What does pain mean to me?

To begin to answer this question, we need to start with what pain is. Pain is the reaction caused by the nervous system when it wants to signal a problem and encourage its resolution. To take a simple example: when I touch a hot pan, I feel pain where I have been burnt, and this pain tells me that I should remove the object. Pain is your body's way of expressing its discomfort or even danger.


During sex, there are a thousand reasons why the situation can be perceived as uncomfortable: if you don't like the place, if you don't feel respected, if the practices are uncomfortable, your body can block itself. The difficult thing about vaginismus is that most blockages are unconscious. You find it hard to articulate the problem, and it's often as if you can't see it. In reality, the problem is quite simple: in the case of this testimony, the pain seems to come from a confusion between conceded and wanted intercourse.


What is a conceded relationship?

*Work instructions*: Pick up the piece on pain and vaginismus where it stops, and carry it on from its last line. These items have nothing to do with the piece on pain and vaginismus.

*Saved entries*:

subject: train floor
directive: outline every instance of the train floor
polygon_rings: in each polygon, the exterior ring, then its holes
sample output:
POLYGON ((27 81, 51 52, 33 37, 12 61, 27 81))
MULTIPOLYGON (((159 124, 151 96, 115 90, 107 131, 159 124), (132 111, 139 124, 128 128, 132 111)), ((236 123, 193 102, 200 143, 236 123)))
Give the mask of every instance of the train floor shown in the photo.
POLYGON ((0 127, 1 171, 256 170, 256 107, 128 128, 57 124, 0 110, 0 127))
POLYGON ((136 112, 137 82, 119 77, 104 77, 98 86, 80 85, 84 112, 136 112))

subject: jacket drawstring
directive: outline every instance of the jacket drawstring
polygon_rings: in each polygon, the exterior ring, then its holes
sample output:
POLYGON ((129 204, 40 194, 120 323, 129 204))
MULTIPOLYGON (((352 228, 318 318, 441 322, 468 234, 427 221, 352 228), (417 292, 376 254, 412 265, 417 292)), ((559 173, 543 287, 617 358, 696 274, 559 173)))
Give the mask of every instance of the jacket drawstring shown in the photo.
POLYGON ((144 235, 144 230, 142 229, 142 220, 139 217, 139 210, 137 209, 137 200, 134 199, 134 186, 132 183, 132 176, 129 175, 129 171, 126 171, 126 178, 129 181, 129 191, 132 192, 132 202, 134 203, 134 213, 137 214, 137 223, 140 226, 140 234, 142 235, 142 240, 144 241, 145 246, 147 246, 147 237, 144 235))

*Answer area*:
In our societies, a distinction is made between a consensual sexual act and rape, as if sexuality could only be limited to these two spheres. In reality, there is a wider range of possible relationships and it is necessary to keep this in mind in order to understand one's feelings. One can consciously want sex without the body showing the same desire. One can feel a physical desire without wanting that desire to result in sexual intercourse. And among those relationships that are not thought of in the dichotomy of consent/forced, there is the conceded relationship.


Conceded intercourse is the one you give to your partner because they ask for it. In the most serious cases, the people involved feel that they are raping themselves. In practice, many women and men have already had several conceded relationships in order to please or satisfy the other person. Sometimes the desire to please is established and the intercourse goes well. More often, however, people come out of the intercourse with a feeling of discomfort that they find difficult to intellectualise. This discomfort is due to the virtual absence of consensual sex in the discourse on sexuality: either you want it or you do not. A conceded relationship is not rape, there is consent, but it cannot be described as desired. It is important to put words to it in order to understand it, to recognise it and thus to avoid it.


Can I force my body to want?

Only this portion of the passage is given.